### YOUR INSTRUCTIONS:
In the listing that follows, locate the line containing "Annotation task: put one keypoint on every instance of the power" and the line containing "Annotation task: put one keypoint on every instance of the white". Retype exactly those two lines and every line between them, and nothing more.

### SOURCE DATA:
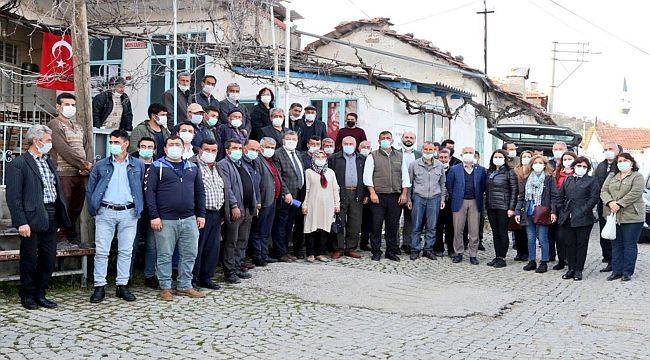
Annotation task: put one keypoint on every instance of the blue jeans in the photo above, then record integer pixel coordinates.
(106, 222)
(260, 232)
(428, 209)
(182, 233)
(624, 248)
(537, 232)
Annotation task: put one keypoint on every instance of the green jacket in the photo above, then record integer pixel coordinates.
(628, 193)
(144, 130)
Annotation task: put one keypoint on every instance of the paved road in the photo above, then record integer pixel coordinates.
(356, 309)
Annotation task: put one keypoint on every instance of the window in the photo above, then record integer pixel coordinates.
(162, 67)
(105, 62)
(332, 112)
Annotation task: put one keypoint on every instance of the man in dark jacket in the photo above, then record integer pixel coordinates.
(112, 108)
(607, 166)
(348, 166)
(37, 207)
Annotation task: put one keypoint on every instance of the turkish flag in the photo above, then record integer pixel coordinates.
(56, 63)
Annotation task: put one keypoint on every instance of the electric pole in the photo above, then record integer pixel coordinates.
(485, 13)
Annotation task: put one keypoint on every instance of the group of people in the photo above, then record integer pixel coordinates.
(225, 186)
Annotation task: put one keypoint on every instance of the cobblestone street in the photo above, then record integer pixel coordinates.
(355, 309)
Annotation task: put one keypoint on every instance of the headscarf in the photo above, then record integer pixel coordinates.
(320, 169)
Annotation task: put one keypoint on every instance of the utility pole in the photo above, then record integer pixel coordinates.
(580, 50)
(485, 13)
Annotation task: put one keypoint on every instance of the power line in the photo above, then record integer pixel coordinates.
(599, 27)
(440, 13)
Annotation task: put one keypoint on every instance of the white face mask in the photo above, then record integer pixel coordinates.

---

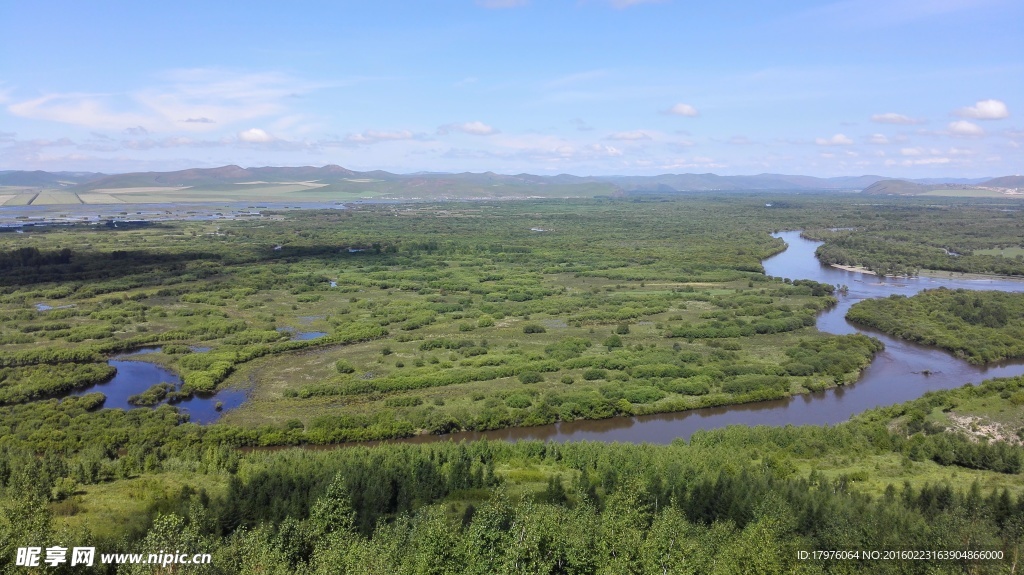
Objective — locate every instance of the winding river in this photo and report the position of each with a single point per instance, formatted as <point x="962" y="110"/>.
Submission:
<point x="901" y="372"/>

* * *

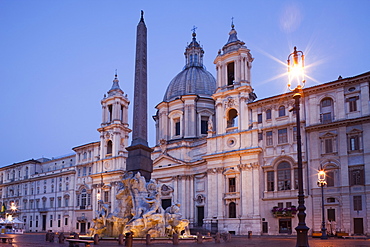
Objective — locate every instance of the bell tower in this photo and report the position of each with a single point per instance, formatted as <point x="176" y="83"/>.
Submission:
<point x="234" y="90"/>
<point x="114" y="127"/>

### ANSWER TO THIS EXERCISE:
Annotation task: put one keypoint on every instance of the power line in the photo above, then record integer pixel coordinates.
(599, 27)
(440, 13)
Annotation task: put one keypoint on every instance of the white face mask in the photo above, then record integer pixel coordinates.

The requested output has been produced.